| Work request |
Below are the entries; set down each of them exactly.

[Opening Exercise material section]

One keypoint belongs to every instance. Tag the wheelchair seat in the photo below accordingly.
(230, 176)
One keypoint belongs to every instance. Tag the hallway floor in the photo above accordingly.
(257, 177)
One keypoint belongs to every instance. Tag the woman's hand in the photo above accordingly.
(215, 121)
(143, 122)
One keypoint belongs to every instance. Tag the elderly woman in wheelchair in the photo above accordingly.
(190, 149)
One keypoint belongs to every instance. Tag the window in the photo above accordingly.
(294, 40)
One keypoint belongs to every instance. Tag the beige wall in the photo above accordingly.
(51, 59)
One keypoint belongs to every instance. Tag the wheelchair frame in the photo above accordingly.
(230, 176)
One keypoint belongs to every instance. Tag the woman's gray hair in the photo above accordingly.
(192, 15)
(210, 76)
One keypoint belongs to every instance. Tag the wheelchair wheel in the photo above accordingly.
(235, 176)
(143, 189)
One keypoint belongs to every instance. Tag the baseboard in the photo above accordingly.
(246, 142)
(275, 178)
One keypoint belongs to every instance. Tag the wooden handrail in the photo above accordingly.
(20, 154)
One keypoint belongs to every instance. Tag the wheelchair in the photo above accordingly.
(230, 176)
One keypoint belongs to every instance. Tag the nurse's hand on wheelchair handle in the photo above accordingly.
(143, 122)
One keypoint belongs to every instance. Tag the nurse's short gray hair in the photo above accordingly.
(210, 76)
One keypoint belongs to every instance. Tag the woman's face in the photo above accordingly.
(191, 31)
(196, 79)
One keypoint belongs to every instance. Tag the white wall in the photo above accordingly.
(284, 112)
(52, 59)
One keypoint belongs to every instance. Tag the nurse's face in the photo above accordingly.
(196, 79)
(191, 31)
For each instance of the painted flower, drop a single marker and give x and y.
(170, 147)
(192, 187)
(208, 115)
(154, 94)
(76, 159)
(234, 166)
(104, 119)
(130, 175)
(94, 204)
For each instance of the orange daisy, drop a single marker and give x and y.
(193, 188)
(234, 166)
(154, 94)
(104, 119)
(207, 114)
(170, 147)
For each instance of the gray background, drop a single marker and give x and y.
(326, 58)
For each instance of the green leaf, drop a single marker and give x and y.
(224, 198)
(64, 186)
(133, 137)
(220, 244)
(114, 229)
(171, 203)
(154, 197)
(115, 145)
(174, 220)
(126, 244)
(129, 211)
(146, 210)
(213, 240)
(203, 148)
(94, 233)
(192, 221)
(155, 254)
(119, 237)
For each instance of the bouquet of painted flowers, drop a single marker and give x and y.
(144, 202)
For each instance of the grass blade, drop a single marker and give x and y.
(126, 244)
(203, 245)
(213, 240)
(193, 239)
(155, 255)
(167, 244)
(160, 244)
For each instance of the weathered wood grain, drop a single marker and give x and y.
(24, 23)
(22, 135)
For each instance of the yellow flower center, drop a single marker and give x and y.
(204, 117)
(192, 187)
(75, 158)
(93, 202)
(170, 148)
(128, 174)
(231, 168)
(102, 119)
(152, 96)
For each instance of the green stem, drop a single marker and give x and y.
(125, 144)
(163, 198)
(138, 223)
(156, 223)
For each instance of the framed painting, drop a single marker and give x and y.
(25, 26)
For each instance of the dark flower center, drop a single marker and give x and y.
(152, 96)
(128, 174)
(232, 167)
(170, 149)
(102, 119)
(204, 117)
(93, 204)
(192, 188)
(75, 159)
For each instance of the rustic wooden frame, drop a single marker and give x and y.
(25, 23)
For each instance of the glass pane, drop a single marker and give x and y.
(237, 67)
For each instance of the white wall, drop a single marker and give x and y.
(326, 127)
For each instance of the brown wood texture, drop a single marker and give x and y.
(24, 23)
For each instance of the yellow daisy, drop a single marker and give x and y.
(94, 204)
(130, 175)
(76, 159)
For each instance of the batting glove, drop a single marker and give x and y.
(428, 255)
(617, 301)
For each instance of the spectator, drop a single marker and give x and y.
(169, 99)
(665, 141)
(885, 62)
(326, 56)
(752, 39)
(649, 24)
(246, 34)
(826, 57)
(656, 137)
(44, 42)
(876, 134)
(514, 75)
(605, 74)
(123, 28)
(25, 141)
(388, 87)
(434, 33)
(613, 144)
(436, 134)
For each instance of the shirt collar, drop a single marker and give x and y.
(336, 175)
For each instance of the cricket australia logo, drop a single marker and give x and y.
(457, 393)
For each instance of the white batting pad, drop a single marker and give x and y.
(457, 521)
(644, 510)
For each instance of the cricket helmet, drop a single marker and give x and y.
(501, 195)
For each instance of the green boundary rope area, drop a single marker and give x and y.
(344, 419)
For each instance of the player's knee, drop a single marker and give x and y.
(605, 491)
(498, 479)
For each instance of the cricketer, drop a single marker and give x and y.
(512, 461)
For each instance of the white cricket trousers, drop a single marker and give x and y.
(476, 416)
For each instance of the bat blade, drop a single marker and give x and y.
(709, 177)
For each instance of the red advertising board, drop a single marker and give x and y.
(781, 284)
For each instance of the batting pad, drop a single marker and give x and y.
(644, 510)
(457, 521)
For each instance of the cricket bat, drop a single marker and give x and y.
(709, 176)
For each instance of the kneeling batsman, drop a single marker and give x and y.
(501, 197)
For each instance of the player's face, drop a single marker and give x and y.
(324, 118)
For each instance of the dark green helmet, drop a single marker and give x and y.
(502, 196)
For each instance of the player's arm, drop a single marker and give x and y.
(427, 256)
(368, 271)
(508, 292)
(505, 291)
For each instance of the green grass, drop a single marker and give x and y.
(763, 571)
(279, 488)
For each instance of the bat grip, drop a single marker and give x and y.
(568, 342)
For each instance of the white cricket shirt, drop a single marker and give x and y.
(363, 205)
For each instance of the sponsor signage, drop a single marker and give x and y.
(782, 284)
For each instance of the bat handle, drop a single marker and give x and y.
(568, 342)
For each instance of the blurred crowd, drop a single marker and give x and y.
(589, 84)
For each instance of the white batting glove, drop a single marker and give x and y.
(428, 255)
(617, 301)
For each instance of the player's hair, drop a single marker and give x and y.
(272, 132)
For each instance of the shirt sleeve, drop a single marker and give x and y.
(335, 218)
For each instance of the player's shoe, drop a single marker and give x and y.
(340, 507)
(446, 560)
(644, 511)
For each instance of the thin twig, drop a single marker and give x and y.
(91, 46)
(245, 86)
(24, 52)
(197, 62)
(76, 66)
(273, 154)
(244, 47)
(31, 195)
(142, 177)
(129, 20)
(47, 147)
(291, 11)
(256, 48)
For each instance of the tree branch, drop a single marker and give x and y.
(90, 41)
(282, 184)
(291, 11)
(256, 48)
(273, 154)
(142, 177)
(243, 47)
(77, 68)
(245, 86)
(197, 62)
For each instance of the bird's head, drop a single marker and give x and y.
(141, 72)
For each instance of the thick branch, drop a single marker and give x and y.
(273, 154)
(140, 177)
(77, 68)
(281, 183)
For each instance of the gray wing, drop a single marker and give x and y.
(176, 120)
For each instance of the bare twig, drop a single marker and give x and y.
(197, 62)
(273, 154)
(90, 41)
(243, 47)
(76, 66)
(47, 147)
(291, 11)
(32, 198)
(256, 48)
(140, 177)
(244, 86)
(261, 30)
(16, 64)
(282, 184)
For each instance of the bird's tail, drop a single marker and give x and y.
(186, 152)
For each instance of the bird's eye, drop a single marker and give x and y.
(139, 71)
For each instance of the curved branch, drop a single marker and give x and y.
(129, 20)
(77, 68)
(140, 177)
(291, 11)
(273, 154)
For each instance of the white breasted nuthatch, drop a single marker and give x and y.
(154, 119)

[Closing Exercise material section]

| Written solution |
One keypoint belongs to every instance. Tag the wheelchair seat in the photo below accordingly.
(230, 176)
One keypoint belongs to every instance. Tag the hallway floor in the photo above accordingly.
(257, 177)
One keypoint belongs to every instance. Tag the woman's hand in the photo above accordingly.
(215, 121)
(143, 122)
One keypoint belongs to every instance. Tag the elderly woman in wheelchair in the photo above accordingly.
(190, 149)
One keypoint belongs to every instance. Tag the window in the photo above accordingly.
(294, 40)
One keypoint belongs to every instance. Tag the beige wall in the photo above accordingly.
(51, 59)
One keypoint belongs to every instance. Tag the wheelchair frame in the photo above accordingly.
(230, 176)
One keypoint belongs to every instance. Tag the woman's gray hair in the photo above accordingly.
(192, 15)
(210, 76)
One keypoint belongs to every instance. Tag the wheelchair wheel in the photo above accordingly.
(235, 176)
(143, 189)
One keypoint belongs to every instance. Tag the baseboard in the photo above accordingly.
(246, 142)
(275, 178)
One keypoint belongs to every instance. Tag the wooden handrail in the photo above accordingly.
(20, 154)
One keypoint belongs to every instance. Tag the wheelchair in the photo above accordingly.
(230, 176)
One keypoint belongs to every instance. Tag the nurse's hand on wheelchair handle in the photo above accordingly.
(143, 122)
One keypoint belongs to every instance. Tag the nurse's short gray hair in the photo above accordingly.
(210, 76)
One keypoint belongs to every instance. Tag the woman's face in the photo above accordingly.
(191, 31)
(196, 79)
One keypoint belongs to every instance. Tag the white wall in the photo above accordingly.
(284, 112)
(52, 59)
One keypoint belongs to every instance. Tag the nurse's face in the photo above accordingly.
(196, 79)
(191, 31)
For each instance of the painted flower, drop a single marker and give x and y.
(170, 147)
(192, 187)
(208, 115)
(154, 94)
(76, 159)
(234, 166)
(104, 119)
(130, 175)
(94, 204)
For each instance of the orange daisy, drop a single marker and give x and y.
(193, 188)
(234, 166)
(154, 94)
(104, 119)
(207, 114)
(170, 147)
For each instance of the gray background, drop a single marker and give x and y.
(326, 58)
For each instance of the green leaf, drop a single marker and give x and y.
(224, 198)
(64, 186)
(133, 137)
(220, 244)
(114, 229)
(171, 203)
(154, 197)
(115, 145)
(174, 220)
(126, 244)
(129, 211)
(146, 210)
(213, 240)
(203, 148)
(94, 233)
(192, 221)
(155, 254)
(119, 237)
For each instance of the bouquet of painted flowers, drop a single marker and give x and y.
(144, 202)
For each instance of the grass blade, drop a single marker and give x and y.
(126, 244)
(203, 245)
(213, 240)
(193, 239)
(155, 255)
(167, 244)
(160, 244)
For each instance of the weathered wood grain, drop a single marker and give x and y.
(24, 23)
(22, 135)
For each instance of the yellow flower center, drop a single marker and give x and y.
(204, 117)
(192, 187)
(75, 158)
(93, 202)
(170, 148)
(128, 174)
(231, 168)
(102, 119)
(152, 96)
For each instance of the green stem, drop a single marker and give x and y.
(125, 144)
(163, 198)
(138, 223)
(156, 223)
For each instance of the framed painting, drop a single marker and give x and y.
(25, 26)
For each instance of the dark flower center, drop a single marker and give x and y.
(152, 96)
(128, 174)
(232, 167)
(170, 149)
(102, 119)
(204, 117)
(93, 204)
(192, 188)
(75, 159)
For each instance of the rustic wooden frame, drop a single marker and give x and y.
(25, 23)
For each instance of the glass pane, drop a single marker and give x and y.
(237, 67)
For each instance of the white wall, drop a single marker and give x and y.
(326, 127)
For each instance of the brown wood texture, drop a single marker and give x and y.
(24, 23)
For each instance of the yellow daisy, drop a single marker and give x and y.
(94, 204)
(130, 175)
(76, 159)
For each instance of the batting glove, drop a single marker and give x and y.
(428, 255)
(617, 301)
For each instance of the spectator, drop a single marker and give x and y.
(169, 99)
(665, 141)
(885, 62)
(326, 56)
(752, 39)
(649, 24)
(246, 34)
(826, 57)
(656, 137)
(44, 42)
(876, 134)
(514, 75)
(605, 74)
(123, 28)
(25, 141)
(388, 87)
(434, 33)
(613, 144)
(436, 134)
For each instance of the shirt collar, drop a single marker and give x and y.
(336, 175)
For each instance of the cricket australia logo, drop a single marker and give x and y.
(457, 393)
For each instance of the white batting pad, drop a single marker and give x and y.
(457, 521)
(644, 510)
For each instance of the cricket helmet, drop a single marker and give x and y.
(501, 195)
For each instance of the green boundary rope area, drop a single marker and give x and y.
(344, 419)
For each instance of the player's knee, drop a single marker and give x and y.
(605, 491)
(498, 479)
For each instance of the cricketer, drop a single marker and give x and y.
(512, 461)
For each instance of the white cricket trousers, drop a single marker and give x and y.
(476, 416)
For each instance of the bat blade, drop a single marker and give x and y.
(709, 177)
For each instance of the red advertising board, drop a single marker and give x and y.
(781, 284)
For each instance of the batting pad, drop a single marker and give x and y.
(644, 510)
(457, 521)
For each instance of the cricket bat, drop a single marker and give x and y.
(709, 176)
For each instance of the kneeling batsman, drop a single marker and give x and y.
(501, 197)
For each instance of the player's face, drop a single marker and give x and y.
(324, 118)
For each instance of the dark green helmet, drop a single marker and give x and y.
(502, 196)
For each instance of the player's arm, drop a single marker and give x and y.
(427, 256)
(368, 271)
(508, 292)
(505, 291)
For each instance of the green grass, drop a single marker and give x and y.
(763, 571)
(279, 488)
For each instance of the bat grip, drop a single marker and give x and y.
(568, 342)
For each instance of the white cricket shirt, drop a single marker and give x and y.
(363, 205)
For each instance of the sponsor signage, drop a single marker and give x and y.
(782, 284)
For each instance of the bat handle, drop a single marker and give x and y.
(568, 342)
For each instance of the blurred crowd, drop a single marker and give x and y.
(589, 84)
For each instance of the white batting glove, drop a single marker and give x and y.
(428, 255)
(617, 301)
For each instance of the player's hair, drop a single marker and give x and y.
(272, 132)
For each instance of the shirt sleeve, drop a single marker and give x and y.
(335, 218)
For each instance of the player's shoe, drop a single marker and give x and y.
(340, 507)
(446, 560)
(644, 511)
For each instance of the thin twig, drop a single marker and give x and y.
(91, 46)
(245, 86)
(24, 52)
(197, 62)
(76, 66)
(273, 154)
(244, 47)
(31, 195)
(142, 177)
(129, 20)
(47, 147)
(291, 11)
(256, 48)
For each instance of the tree branch, drop a single marker and give x and y.
(90, 41)
(282, 184)
(291, 11)
(256, 48)
(273, 154)
(142, 177)
(243, 47)
(77, 68)
(245, 86)
(197, 62)
For each instance of the bird's head, drop a single marker and give x and y.
(141, 72)
For each instance of the thick branch, drop a single marker and give x and y.
(273, 154)
(140, 177)
(77, 68)
(281, 183)
For each instance of the gray wing, drop a single marker and give x and y.
(176, 120)
For each instance of the bare twig, drop a single marker and give x and y.
(197, 62)
(273, 154)
(90, 41)
(243, 47)
(76, 66)
(47, 147)
(291, 11)
(32, 198)
(256, 48)
(140, 177)
(244, 86)
(261, 30)
(16, 64)
(282, 184)
For each instance of the bird's tail, drop a single marker and give x and y.
(186, 152)
For each instance of the bird's eye, drop a single marker and give x and y.
(139, 71)
For each instance of the curved branch, drop a single marker and give x and y.
(129, 20)
(77, 68)
(140, 177)
(291, 11)
(273, 154)
For each instance of the white breasted nuthatch, drop a single marker and give x and y.
(154, 119)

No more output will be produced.